WHAT IS REQUIRED
The output should be the records themselves, given again exactly.

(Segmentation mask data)
..........
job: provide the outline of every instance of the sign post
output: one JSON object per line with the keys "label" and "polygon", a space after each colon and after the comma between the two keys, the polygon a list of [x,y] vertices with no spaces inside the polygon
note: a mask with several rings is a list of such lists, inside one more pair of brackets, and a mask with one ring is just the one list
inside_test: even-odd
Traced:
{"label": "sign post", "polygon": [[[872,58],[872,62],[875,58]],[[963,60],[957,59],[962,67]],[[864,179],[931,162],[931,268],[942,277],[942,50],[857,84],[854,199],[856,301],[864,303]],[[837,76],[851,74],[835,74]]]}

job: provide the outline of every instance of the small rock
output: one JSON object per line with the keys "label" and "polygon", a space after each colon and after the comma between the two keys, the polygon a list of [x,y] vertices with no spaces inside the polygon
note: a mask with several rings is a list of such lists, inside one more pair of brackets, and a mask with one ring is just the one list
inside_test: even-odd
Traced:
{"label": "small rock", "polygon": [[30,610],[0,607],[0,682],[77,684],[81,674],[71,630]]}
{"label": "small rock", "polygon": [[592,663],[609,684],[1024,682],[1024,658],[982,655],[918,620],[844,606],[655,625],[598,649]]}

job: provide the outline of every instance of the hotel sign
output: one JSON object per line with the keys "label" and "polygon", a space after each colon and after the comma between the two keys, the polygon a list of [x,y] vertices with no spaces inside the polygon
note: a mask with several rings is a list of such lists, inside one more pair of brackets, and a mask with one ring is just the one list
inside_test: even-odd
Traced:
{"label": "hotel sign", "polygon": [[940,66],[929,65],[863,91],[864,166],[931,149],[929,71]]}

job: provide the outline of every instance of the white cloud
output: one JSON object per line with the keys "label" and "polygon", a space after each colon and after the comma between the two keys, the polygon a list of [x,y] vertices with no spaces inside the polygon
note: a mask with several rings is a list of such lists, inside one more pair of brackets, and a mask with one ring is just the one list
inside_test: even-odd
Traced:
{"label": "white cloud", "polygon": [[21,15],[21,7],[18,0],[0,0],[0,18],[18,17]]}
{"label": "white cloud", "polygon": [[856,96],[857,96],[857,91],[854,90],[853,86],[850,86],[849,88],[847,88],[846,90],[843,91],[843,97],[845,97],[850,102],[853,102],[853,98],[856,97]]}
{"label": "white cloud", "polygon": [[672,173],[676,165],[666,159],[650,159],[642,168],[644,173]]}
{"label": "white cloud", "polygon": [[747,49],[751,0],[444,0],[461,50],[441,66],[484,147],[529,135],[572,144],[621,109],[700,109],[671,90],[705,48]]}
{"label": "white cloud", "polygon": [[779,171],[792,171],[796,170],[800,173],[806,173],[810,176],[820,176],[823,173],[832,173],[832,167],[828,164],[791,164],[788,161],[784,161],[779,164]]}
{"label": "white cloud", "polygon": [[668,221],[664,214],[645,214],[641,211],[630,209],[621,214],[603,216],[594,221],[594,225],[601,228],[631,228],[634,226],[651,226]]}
..........
RESULT OF THE TASK
job: provide the outline of every instance of the sign post
output: one JSON object per line with the keys "label" and "polygon", a space after each colon and after the comma between the two keys, the polygon a list of [x,y] vertices with no spaces inside the polygon
note: a mask with several rings is a list of such lists, inside one more pair of brackets, and a mask with one ring is just the one list
inside_test: even-odd
Traced:
{"label": "sign post", "polygon": [[[872,58],[872,62],[875,58]],[[963,60],[957,59],[962,67]],[[864,179],[931,162],[931,268],[942,277],[942,50],[857,84],[854,199],[856,301],[864,303]],[[837,76],[851,74],[835,74]]]}

job: provide the outline of every instance of the small rock
output: one JSON object per line with the keys "label" and "polygon", a space after each colon and after the comma between the two keys, the polygon a list of [x,y] vertices with no spaces inside the polygon
note: a mask with several rings is a list of such lists, inside one more pair of brackets, and a mask with one ring is just the one list
inside_test: even-odd
Traced:
{"label": "small rock", "polygon": [[30,610],[0,607],[0,682],[77,684],[81,674],[71,630]]}
{"label": "small rock", "polygon": [[592,663],[609,684],[1024,682],[1024,658],[982,655],[918,620],[844,606],[655,625],[598,649]]}

job: provide the outline of every instance of the hotel sign
output: one JSON object per line with the keys "label" and "polygon", a space after each colon and after the comma between the two keys, the polygon a list of [x,y] vertices with no spaces inside the polygon
note: a mask with several rings is a list of such lists, inside one more pair of brackets, and a mask with one ring is just the one list
inside_test: even-odd
Traced:
{"label": "hotel sign", "polygon": [[940,66],[929,65],[863,91],[864,166],[931,149],[929,71]]}

job: provide the outline of every instance of the white cloud
output: one JSON object per line with the keys "label" and "polygon", a space after each colon and after the comma between the two keys, the polygon a list of [x,y] vertices with no spaces inside the polygon
note: a mask with several rings is a list of such lists, inside one more pair of brackets, and a mask with one ring is just the one list
inside_test: even-odd
Traced:
{"label": "white cloud", "polygon": [[21,15],[21,7],[18,0],[0,0],[0,18],[18,17]]}
{"label": "white cloud", "polygon": [[856,96],[857,96],[857,91],[854,90],[853,86],[850,86],[849,88],[847,88],[846,90],[843,91],[843,97],[845,97],[850,102],[853,102],[853,98],[856,97]]}
{"label": "white cloud", "polygon": [[672,173],[676,165],[666,159],[650,159],[642,168],[644,173]]}
{"label": "white cloud", "polygon": [[747,49],[751,0],[444,0],[461,50],[441,66],[484,147],[529,135],[572,144],[621,109],[700,109],[671,90],[705,48]]}
{"label": "white cloud", "polygon": [[779,171],[792,171],[796,170],[800,173],[806,173],[810,176],[820,176],[823,173],[832,173],[832,167],[828,164],[791,164],[788,161],[784,161],[779,164]]}
{"label": "white cloud", "polygon": [[668,221],[664,214],[645,214],[641,211],[630,209],[621,214],[603,216],[594,221],[594,225],[601,228],[631,228],[634,226],[651,226]]}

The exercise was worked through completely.